SOURCE:
What Is Climate-Smart Agriculture?

Rainforest Alliance
The Rainforest Alliance
5 min readJun 17, 2019
photo by Rainforest Alliance

Climate change is turning the lives of farmers upside down. Drastically different weather patterns, shorter growing seasons, droughts, and pests pose daunting problems for smallholder farmers around the world-especially in the tropics-and could eventually lead to the disappearance of some of our favorite foods. Since those who depend on the land for their livelihoods are often the most vulnerable to the effects of climate change, training farmers in climate-smart agriculture techniques is critically important for global food security.

Climate-Smart Agriculture: The Basics

The Rainforest Alliance works with farmers around the world to promote sustainable farming practices that increase the productivity of arable land, thereby reducing encroachment on forests and decreasing greenhouse gas emissions. These climate-smart techniques improve productivity, increase resilience against droughts, torrential rains, and changing growing seasons. Climate-smart agriculture is not a new way of farming, but rather a management system that identifies the risks posed by climate change and the best farming practices that address those challenges.

Here are some of the strategies we focus on in our climate-smart farming trainings:

Water Conservation

Water treatment system at Finca Santa Marta, a Rainforest Alliance Certified banana farm in Costa Rica

Access to freshwater is vital to any farm. Since agriculture consumes roughly 70 percent of the world’s freshwater, water conservation is an urgent need in areas where water is becoming increasingly scarce. Through our training and certification programs, the Rainforest Alliance emphasizes water conservation practices such as planting a buffer of trees and bushes along streams and rivers to prevent erosion and contamination from crop runoff. We also train farmers to treat wastewater caused by crop processing before it is released back into waterways. The wastewater treatment system in this video, built for a Rainforest Alliance Certified™ coffee cooperative by our staff in Rwanda, demonstrates how responsible water use supports the health and well-being of communities.

Coordinate annotation entries
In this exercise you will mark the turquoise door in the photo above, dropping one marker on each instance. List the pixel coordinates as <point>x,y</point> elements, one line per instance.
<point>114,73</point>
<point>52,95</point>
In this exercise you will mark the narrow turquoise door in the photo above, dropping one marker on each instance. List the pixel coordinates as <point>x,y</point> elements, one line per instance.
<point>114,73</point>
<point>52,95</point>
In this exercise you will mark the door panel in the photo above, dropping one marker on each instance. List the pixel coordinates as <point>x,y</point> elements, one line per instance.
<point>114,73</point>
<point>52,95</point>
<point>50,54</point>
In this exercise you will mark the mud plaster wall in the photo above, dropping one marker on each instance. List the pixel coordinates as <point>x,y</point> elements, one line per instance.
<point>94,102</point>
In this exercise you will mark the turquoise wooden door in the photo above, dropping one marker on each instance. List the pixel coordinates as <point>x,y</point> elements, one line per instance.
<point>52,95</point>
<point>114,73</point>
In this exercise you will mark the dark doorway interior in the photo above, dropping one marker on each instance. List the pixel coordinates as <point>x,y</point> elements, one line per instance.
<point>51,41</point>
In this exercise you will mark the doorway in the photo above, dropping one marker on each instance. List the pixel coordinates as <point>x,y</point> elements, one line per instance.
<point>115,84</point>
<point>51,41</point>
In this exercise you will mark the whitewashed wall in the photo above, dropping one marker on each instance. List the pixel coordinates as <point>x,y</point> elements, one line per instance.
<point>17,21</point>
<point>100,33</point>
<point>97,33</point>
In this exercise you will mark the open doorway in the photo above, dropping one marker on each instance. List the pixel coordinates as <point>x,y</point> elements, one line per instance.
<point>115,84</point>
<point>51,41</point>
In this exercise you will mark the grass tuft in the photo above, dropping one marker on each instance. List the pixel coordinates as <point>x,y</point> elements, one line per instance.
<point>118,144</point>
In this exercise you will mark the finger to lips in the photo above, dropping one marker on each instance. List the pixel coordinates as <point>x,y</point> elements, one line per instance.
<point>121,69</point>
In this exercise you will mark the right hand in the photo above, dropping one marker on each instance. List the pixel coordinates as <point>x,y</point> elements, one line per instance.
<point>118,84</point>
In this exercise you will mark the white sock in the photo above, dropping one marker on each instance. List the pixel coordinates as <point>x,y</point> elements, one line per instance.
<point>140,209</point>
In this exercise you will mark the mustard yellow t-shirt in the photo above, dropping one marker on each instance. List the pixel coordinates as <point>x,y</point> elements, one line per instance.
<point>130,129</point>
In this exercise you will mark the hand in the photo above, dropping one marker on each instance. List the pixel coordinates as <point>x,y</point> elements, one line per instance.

SHORT PROBLEM:
Answer the following questions using the article on climate-smart agriculture.
(a) If climate-smart agriculture is not a new way of farming, what does the article say it is?
(b) Roughly what percentage of the world's freshwater does agriculture consume?
(c) In which country is Finca Santa Marta located?

SOLUTION FOR THIS TASK:
(a) It is a management system that identifies the risks posed by climate change and the best farming practices that address those challenges.
(b) Roughly 70 percent.
(c) Costa Rica.